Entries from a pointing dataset
----

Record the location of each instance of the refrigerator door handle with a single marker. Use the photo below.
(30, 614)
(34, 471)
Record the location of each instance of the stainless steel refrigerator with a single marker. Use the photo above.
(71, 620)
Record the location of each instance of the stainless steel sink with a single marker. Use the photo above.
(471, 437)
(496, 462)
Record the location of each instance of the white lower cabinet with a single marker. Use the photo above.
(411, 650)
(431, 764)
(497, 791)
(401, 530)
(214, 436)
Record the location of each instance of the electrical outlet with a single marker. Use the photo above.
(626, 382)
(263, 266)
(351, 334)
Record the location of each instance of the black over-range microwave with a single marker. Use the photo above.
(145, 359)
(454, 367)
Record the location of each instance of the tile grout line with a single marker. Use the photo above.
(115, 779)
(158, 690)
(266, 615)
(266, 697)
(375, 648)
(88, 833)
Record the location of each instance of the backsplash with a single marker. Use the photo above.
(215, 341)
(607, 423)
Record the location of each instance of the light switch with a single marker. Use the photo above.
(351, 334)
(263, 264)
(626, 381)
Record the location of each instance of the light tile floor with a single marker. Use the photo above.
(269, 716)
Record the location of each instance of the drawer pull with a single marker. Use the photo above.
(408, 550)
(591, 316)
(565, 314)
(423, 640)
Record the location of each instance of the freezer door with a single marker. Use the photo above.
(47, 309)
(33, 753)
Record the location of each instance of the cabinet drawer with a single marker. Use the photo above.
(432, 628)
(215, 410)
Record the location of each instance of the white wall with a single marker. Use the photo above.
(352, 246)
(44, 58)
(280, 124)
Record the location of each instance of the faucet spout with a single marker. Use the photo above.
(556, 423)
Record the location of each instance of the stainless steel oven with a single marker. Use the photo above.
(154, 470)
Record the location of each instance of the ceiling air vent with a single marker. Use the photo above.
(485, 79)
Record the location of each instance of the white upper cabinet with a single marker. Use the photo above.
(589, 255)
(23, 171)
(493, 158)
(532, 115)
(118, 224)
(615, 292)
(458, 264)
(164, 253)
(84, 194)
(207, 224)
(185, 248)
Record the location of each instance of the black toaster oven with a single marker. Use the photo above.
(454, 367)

----

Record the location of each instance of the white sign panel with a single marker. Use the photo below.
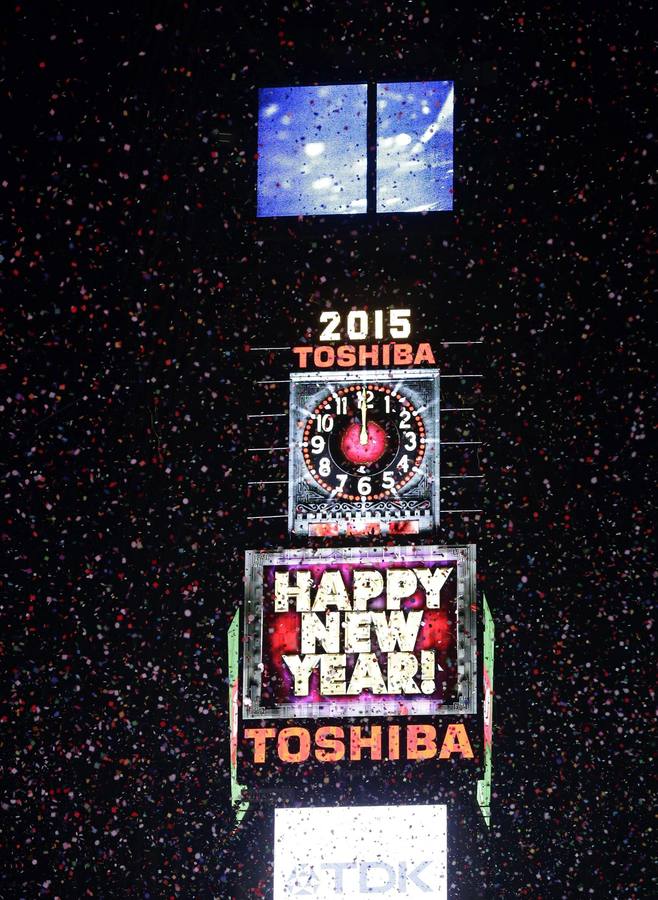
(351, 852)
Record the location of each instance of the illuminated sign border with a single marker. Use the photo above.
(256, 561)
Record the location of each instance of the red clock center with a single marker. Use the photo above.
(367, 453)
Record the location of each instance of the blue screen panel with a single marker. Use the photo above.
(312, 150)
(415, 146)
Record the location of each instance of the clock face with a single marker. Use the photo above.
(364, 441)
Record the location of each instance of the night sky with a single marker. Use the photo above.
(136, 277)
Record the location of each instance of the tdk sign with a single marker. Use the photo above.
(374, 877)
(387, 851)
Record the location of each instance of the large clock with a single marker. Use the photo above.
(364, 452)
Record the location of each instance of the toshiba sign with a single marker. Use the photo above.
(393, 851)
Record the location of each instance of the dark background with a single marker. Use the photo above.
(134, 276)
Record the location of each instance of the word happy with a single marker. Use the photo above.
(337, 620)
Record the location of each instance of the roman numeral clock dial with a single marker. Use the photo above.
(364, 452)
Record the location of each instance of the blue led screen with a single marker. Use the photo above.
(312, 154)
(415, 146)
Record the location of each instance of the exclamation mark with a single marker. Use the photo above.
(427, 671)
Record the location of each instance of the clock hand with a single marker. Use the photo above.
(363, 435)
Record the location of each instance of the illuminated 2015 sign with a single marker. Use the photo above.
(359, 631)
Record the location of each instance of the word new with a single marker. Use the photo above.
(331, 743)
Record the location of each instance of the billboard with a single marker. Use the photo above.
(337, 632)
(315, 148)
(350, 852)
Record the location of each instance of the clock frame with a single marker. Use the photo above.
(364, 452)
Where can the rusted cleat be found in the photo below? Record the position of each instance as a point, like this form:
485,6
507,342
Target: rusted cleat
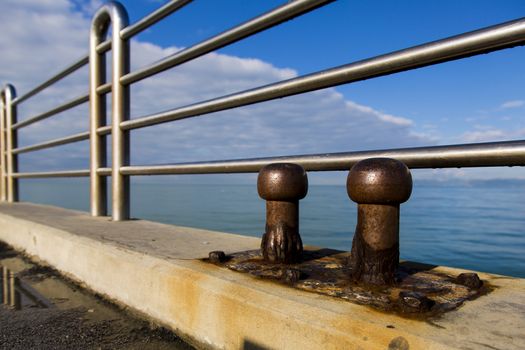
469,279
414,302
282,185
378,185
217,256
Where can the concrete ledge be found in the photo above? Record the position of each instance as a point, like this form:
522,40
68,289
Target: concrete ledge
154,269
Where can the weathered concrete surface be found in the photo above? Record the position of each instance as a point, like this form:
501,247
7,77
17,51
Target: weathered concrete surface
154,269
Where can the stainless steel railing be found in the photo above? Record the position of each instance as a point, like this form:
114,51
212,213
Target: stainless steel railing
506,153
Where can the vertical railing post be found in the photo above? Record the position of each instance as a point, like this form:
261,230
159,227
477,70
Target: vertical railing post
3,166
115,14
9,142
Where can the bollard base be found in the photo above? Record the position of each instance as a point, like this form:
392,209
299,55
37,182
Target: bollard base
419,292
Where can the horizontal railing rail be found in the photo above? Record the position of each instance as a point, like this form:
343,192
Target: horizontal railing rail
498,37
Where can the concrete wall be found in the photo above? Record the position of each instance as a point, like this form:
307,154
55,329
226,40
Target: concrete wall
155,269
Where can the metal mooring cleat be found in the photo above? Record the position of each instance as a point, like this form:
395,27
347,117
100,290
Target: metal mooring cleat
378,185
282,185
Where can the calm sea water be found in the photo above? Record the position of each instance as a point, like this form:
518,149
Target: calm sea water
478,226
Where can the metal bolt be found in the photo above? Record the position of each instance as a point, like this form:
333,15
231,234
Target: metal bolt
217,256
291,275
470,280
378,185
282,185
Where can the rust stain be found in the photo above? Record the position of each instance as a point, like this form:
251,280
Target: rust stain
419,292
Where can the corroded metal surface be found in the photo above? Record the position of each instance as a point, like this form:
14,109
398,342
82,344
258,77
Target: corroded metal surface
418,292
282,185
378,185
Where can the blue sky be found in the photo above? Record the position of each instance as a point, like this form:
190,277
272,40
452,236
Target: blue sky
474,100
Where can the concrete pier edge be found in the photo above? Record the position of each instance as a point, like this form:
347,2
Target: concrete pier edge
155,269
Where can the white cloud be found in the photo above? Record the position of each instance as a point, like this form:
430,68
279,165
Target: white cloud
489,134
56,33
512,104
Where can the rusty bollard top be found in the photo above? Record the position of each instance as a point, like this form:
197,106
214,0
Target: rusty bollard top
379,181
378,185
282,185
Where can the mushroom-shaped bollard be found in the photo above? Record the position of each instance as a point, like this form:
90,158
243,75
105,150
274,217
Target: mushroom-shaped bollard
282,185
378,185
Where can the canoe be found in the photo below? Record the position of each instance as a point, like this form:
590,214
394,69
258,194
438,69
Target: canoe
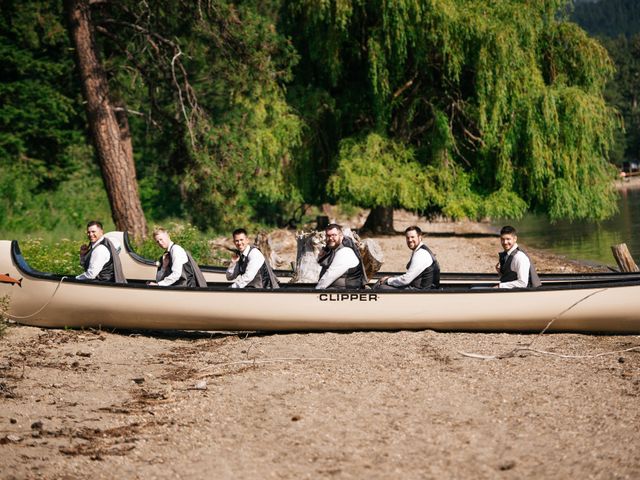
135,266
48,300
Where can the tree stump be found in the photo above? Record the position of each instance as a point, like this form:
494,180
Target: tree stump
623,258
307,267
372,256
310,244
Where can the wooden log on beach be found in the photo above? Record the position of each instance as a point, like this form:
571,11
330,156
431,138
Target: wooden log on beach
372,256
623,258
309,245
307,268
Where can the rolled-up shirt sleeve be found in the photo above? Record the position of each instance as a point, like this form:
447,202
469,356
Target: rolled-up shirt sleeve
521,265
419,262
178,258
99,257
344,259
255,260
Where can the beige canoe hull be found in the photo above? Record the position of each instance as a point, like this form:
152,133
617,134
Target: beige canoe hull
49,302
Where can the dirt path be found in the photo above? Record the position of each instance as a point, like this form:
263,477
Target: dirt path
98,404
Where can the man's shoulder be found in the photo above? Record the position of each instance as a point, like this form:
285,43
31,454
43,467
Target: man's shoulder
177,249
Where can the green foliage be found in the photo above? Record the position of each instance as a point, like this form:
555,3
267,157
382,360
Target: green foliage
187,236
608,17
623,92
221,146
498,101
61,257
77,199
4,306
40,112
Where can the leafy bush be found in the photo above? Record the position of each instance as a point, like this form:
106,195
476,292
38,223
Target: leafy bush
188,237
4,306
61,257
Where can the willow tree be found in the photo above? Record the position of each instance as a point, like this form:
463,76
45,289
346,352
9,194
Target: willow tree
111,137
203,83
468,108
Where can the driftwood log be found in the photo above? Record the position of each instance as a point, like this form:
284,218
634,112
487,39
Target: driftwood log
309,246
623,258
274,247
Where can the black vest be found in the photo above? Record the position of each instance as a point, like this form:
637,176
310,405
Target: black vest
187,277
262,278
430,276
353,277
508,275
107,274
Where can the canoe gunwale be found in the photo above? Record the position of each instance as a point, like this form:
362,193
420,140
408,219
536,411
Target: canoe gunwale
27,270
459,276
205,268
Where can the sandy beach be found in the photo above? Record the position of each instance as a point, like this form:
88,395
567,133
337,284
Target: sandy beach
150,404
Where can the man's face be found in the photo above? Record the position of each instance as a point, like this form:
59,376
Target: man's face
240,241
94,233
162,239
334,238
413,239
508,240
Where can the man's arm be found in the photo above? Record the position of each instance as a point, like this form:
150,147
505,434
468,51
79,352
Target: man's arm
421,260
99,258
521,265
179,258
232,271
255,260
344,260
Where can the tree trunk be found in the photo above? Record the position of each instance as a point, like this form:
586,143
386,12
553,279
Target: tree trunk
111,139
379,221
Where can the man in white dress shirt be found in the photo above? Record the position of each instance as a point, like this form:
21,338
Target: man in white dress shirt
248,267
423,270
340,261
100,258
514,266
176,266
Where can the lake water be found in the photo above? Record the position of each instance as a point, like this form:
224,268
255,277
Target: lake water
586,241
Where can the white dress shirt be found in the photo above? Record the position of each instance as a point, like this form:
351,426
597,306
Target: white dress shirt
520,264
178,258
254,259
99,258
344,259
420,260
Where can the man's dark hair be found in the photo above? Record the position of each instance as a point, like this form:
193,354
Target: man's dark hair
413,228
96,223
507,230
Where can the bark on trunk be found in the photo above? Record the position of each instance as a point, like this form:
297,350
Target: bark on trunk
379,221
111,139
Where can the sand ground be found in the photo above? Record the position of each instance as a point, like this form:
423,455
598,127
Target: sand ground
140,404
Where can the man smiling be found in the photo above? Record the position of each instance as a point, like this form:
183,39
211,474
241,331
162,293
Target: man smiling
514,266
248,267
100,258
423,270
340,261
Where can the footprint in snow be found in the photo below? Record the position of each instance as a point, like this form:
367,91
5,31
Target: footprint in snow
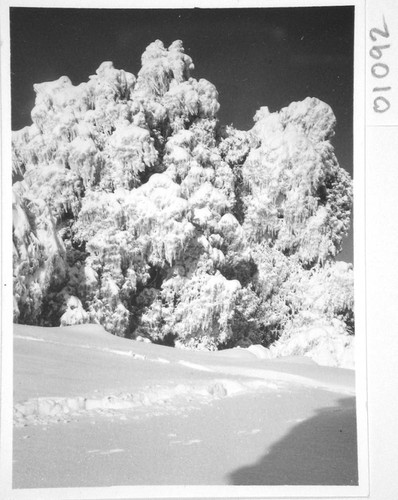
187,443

----

■ EXERCISE REQUIREMENTS ■
Count the lines in the entries above that contain the string "sandy" and reply with only that number.

■ REPLY TO THE EXERCISE ■
2